Stored data entries

#####

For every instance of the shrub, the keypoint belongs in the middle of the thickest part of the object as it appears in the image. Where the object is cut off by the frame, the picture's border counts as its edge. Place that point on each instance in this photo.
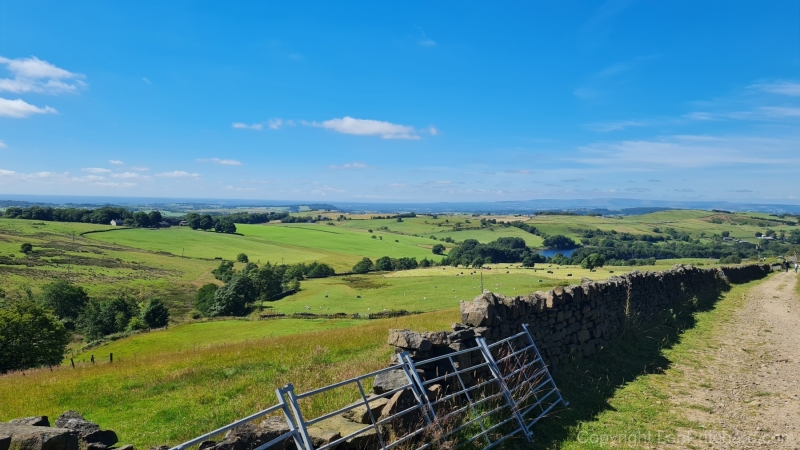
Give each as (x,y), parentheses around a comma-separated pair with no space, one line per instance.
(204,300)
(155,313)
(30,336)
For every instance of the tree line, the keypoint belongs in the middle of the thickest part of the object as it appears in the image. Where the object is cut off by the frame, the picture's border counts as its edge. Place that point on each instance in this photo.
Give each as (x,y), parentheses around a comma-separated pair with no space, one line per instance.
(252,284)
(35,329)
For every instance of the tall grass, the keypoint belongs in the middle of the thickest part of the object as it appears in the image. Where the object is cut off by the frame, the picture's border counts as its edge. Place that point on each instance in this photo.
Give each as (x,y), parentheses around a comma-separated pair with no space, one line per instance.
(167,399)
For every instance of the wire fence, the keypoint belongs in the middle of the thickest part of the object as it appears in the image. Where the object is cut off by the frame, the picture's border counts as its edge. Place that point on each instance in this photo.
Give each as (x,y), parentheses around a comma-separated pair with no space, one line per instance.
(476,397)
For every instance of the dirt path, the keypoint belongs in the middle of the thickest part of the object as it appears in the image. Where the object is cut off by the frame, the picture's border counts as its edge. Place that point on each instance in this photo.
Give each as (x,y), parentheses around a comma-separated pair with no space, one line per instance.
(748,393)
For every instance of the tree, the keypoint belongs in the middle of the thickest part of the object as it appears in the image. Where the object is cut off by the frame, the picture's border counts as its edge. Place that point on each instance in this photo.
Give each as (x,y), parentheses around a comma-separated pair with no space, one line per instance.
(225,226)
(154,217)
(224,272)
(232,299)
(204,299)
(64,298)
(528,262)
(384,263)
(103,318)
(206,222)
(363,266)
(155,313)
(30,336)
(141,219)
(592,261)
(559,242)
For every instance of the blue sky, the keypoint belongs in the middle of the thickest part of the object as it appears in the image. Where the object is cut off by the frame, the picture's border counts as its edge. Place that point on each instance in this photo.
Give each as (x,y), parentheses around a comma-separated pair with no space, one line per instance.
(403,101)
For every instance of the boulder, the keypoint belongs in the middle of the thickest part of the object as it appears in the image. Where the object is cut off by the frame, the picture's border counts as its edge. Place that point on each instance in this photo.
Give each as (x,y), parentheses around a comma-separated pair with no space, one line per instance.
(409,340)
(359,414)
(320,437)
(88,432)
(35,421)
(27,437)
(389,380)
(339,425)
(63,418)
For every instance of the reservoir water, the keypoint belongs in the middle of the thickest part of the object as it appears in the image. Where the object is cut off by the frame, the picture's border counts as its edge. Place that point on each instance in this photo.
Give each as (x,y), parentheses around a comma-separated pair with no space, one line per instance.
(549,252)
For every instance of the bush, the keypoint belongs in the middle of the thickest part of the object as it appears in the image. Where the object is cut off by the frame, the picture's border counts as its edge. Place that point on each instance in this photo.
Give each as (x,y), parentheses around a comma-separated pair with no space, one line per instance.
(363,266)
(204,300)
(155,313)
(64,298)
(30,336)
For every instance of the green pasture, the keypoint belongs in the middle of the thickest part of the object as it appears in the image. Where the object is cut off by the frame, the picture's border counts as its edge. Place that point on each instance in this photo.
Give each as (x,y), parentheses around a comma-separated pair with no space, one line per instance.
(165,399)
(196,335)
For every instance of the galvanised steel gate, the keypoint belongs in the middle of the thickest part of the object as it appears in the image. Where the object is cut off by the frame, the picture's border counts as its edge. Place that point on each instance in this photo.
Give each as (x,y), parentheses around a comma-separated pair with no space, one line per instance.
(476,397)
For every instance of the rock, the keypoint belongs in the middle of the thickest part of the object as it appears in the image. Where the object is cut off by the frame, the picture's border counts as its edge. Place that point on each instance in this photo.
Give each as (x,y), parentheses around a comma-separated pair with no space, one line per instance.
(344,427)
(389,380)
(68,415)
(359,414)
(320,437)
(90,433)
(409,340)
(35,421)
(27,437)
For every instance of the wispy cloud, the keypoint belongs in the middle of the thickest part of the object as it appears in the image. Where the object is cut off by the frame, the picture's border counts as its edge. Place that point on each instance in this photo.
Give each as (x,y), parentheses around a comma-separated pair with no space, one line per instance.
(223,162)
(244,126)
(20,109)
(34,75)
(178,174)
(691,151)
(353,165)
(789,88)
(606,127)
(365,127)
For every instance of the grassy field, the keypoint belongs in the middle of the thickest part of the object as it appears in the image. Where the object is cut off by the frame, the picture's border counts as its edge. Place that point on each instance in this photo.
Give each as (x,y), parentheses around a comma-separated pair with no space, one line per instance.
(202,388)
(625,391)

#####

#### What needs to be done
Reproduce nothing but the lines from the line containing "For every instance of the galvanised" to the last line of the data, each exactly as written.

#### Task output
For every instance of the galvanised steel gate, the keypoint belongs in the middle of the thickest part of the object as it appears in the image. Where the object is cut off by the frame, the picture's border counts as its edge. Place that point on each instance in this photo.
Give each as (x,y), parentheses around a comma-separated pair with no space, one line per instance.
(476,397)
For every instance of the rock, the keypoint belongs in the middle of the thickest part of the object as it appears in the image. Where the object is cut off by the frame, the picture's border counts as its edge. Place that point on each instance in this photo.
Give each as (x,y), parentheses around a comma-separated pair with no space, one line per instance.
(344,427)
(389,380)
(68,415)
(359,414)
(320,437)
(90,433)
(409,340)
(35,421)
(27,437)
For every instance of the wispy cloud, the keypoint belongs in the middle of the thickest part of the object as it appears in the image. Where the object is cut off by the frame, the picture's border counts as its edge. Place that point on each instance in this photo.
Give each as (x,y), parentheses around a comma-separated pair with no space, one line per instance.
(223,162)
(244,126)
(20,109)
(34,75)
(178,174)
(691,151)
(353,165)
(789,88)
(606,127)
(365,127)
For every instance of the grassy field, the keypoint belongs in the middle of the thickest part of the object as it appears in the image. Where the object is cut off by the frame, the picture's border counts as its edge. Place that point on each instance in this photo.
Give each as (x,y), parentheses around a comma-separated pair with no space, one line per instance.
(202,388)
(625,391)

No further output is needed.